++++ EXTRAIT À LIRE ++++

Le pape François vise encore à ne pas bousculer les traditions: pas question par exemple d'ouvrir la prêtrise à des hommes mariés ou la condamnation des relations entre personnes de même sexe malgré son soutien à "une loi d'union civile".

Autre échec majeur pour le pape: la lutte contre les scandales sexuels dans l'Église. Si le religieux a appelé à "affronter la vérité" et n'a eu de cesse prôner la tolérance zéro vis-à-vis des prêtres agresseurs, lançant notamment la création de bureaux de signalement dans les diocèses, son action a déçu. Il a ainsi refusé de recevoir la Commission indépendante sur les abus sexuels dans l’Église, mise en place en France.


Le secret pontifical qui entoure les dossiers d'agressions sexuelles a été levé en 2019, mais à des conditions extrêmement strictes: les victimes peuvent désormais connaître la sentence qui frappe leur agresseur, sans pour autant avoir accès au dossier d’instruction, c’est-à-dire aux accusations qui ont été retenues par les juges ou aux raisons qui ont mené à la décision finale.

Quant à la commission pontificale pour la protection des mineurs qui devait proposer des changements structurels dans l'Église, son travail n'a guère abouti.

Un pouvoir très tourné vers le Sud
Le pape n'a pas non plus réussi à élargir le nombre de pratiquants qui s'effrondre en Europe et qui baisse en Amérique latine tandis que le nombre de baptisés augmentent en Afrique et en Asie.

++++ EXTRAIT DES DONNÉES ++++

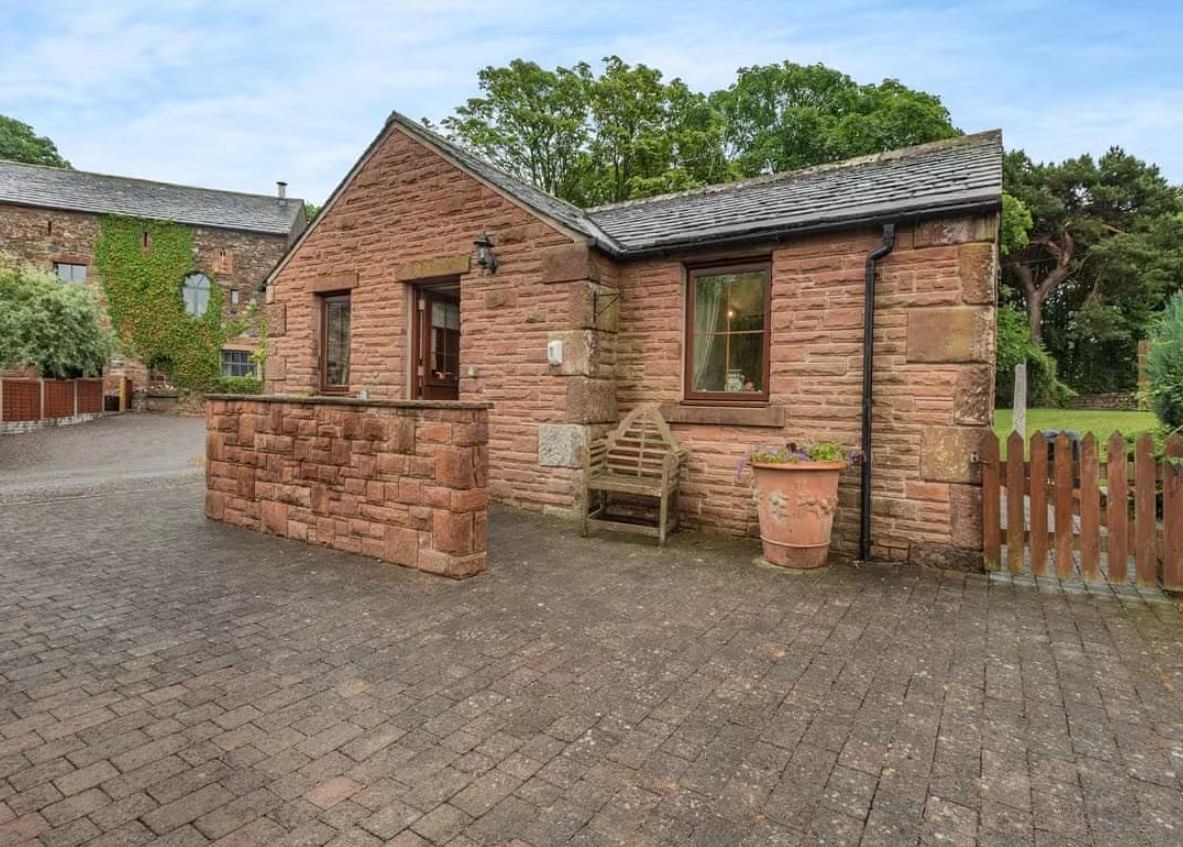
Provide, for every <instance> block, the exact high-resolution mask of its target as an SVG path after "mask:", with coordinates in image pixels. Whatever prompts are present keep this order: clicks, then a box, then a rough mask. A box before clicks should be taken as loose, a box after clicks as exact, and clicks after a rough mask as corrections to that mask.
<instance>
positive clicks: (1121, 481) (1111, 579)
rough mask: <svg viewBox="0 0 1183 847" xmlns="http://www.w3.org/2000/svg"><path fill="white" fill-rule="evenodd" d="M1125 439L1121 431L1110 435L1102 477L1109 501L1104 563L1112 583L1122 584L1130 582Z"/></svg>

++++

** CONSIGNE A **
Recopiez le passage de l'extrait sur le pape François qui va de « Quant à la commission » jusqu'à « n'a guère abouti. » inclus.
** CONSIGNE B **
D'après l'extrait sur le pape François, en quelle année le secret pontifical entourant les dossiers d'agressions sexuelles a-t-il été levé ?

** ZONE DE RÉPONSE A **
Quant à la commission pontificale pour la protection des mineurs qui devait proposer des changements structurels dans l'Église, son travail n'a guère abouti.

** ZONE DE RÉPONSE B **
Il a été levé en 2019.